___ PASSAGE ___

False sharing prevention with alignas is broken
Asked Answered
E

1

6

I'm not used to post any question on the internet so please tell me if I'm doing something wrong.

In short

  1. How to correctly prevent false sharing on a 64bits architecture with a CPU cacheline size of 64bytes ?

  2. How does the usage of C++ 'alignas' keyword and a simple byte array (ex: char[64]) can affect multithreading efficiency ?

Context

While working on a very efficient implementation of a Single Consumer Single Producer Queue, I've encountered unlogical behaviours from GCC compiler while benchmarking my code.

Full story

I hope somebody will have the necessary knowledge to explain what is going on.

I'm currently using GCC 10.2.0 and its C++ 20 implementation on arch linux. My laptop is a Lenovo T470S having a i7-7500U processor.

___

• TASKS TO CARRY OUT:
(A) Which GCC version does the post say is in use?
(B) Write out the post from "False sharing prevention" up to and including "of 64bytes ?", switching "cacheline" to "cache line".
Work from the post alone, without outside knowledge.

___ PROVIDED DATA ___

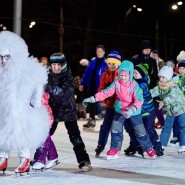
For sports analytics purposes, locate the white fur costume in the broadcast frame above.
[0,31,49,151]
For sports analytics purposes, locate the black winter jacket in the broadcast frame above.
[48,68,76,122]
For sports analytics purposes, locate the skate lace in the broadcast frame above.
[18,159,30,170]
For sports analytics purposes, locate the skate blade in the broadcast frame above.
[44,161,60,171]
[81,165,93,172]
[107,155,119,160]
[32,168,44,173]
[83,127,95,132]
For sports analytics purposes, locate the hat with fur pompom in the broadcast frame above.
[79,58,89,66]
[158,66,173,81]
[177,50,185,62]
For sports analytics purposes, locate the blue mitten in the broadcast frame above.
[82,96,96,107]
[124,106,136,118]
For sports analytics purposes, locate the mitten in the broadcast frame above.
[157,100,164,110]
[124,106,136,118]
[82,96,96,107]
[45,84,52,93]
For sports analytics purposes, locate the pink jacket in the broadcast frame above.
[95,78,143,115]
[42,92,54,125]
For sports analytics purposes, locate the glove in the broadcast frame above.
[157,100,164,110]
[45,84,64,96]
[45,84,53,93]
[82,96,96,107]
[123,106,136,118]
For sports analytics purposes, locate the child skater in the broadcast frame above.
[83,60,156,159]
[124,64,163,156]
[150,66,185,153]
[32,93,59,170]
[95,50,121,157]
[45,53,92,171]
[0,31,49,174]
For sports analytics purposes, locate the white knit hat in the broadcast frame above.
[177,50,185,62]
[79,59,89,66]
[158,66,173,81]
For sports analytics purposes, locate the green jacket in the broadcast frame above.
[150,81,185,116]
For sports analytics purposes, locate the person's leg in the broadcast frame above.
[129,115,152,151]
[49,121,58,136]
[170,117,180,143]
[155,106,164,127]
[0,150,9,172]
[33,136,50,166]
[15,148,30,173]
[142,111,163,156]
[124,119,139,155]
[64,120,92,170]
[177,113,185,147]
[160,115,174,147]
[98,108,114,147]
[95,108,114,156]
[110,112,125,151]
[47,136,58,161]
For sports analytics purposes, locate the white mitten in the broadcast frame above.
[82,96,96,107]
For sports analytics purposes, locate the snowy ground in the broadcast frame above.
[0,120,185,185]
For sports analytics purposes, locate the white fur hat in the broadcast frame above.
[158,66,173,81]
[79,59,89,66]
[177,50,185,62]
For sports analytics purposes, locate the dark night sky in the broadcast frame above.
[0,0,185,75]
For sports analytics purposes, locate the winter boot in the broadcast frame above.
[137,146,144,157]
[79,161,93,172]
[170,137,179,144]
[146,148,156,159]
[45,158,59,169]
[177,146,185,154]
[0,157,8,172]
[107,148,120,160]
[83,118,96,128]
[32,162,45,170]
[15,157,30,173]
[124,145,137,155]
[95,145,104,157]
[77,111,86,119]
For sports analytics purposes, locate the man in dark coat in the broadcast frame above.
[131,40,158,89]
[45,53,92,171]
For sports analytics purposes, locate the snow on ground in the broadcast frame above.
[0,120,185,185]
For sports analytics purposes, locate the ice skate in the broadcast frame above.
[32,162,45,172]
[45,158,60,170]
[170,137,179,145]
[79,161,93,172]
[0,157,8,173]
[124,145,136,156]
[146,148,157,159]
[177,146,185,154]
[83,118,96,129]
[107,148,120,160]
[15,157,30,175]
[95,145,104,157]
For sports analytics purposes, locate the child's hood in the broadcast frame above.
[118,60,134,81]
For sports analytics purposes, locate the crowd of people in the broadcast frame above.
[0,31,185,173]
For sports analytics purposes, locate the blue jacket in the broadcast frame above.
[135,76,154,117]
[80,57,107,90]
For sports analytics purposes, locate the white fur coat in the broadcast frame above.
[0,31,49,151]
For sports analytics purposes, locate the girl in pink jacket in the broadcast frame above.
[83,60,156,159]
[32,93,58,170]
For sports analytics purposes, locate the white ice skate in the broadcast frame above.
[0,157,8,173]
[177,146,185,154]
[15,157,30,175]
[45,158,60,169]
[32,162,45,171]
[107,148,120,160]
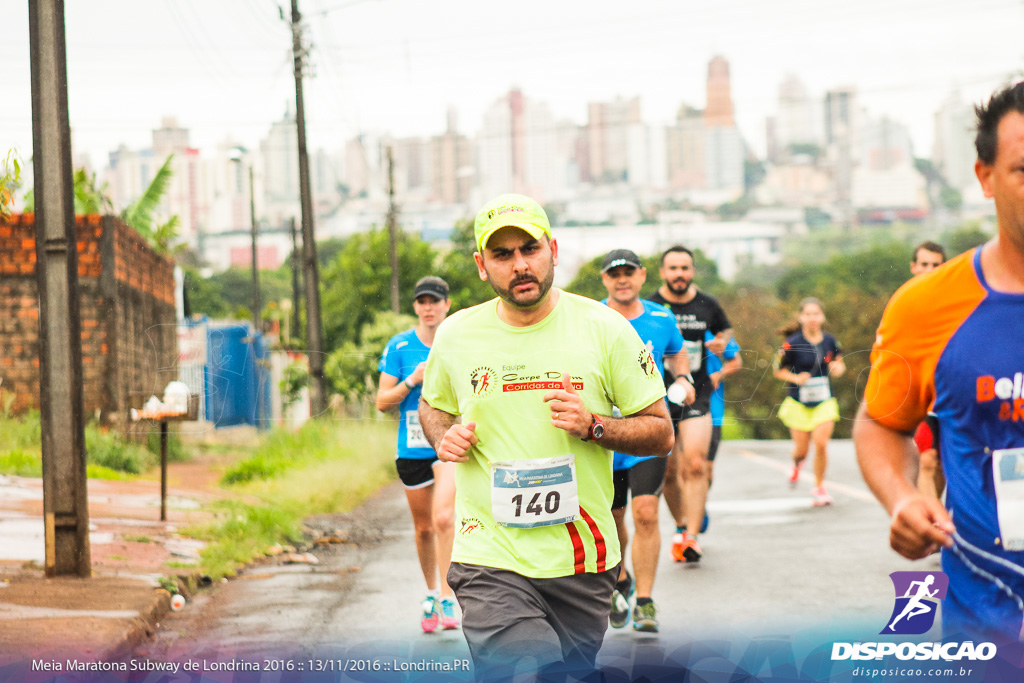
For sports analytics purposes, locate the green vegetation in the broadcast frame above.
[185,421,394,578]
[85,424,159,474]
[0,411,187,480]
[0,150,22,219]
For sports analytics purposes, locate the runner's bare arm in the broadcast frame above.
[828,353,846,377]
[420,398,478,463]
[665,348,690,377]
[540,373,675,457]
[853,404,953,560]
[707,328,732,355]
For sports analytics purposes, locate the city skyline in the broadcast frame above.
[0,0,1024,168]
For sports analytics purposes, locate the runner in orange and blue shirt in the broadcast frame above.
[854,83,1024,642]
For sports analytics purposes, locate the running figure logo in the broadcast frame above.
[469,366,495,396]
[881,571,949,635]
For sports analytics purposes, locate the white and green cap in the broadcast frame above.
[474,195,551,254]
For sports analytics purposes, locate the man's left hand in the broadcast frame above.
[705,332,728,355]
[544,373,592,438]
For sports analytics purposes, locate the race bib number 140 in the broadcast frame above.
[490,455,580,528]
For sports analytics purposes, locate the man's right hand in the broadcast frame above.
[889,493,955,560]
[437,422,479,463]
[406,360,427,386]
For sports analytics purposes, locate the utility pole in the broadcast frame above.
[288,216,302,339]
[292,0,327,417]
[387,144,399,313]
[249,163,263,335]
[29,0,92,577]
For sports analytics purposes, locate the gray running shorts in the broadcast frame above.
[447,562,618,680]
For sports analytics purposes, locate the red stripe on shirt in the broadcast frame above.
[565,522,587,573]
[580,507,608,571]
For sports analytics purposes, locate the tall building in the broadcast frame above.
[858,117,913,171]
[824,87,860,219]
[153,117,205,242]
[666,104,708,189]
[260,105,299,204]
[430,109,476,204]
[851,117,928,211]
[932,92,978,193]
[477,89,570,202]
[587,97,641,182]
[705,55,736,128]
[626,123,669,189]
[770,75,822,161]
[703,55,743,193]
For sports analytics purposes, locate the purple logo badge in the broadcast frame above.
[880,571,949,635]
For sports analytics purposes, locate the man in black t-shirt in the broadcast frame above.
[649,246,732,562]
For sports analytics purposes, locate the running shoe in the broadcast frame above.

___

• ANSWERS FOR THIS EXERCISE:
(A) GCC 10.2.0.

(B)
False sharing prevention with alignas is broken
Asked Answered
E

1

6

I'm not used to post any question on the internet so please tell me if I'm doing something wrong.

In short

  1. How to correctly prevent false sharing on a 64bits architecture with a CPU cache line size of 64bytes ?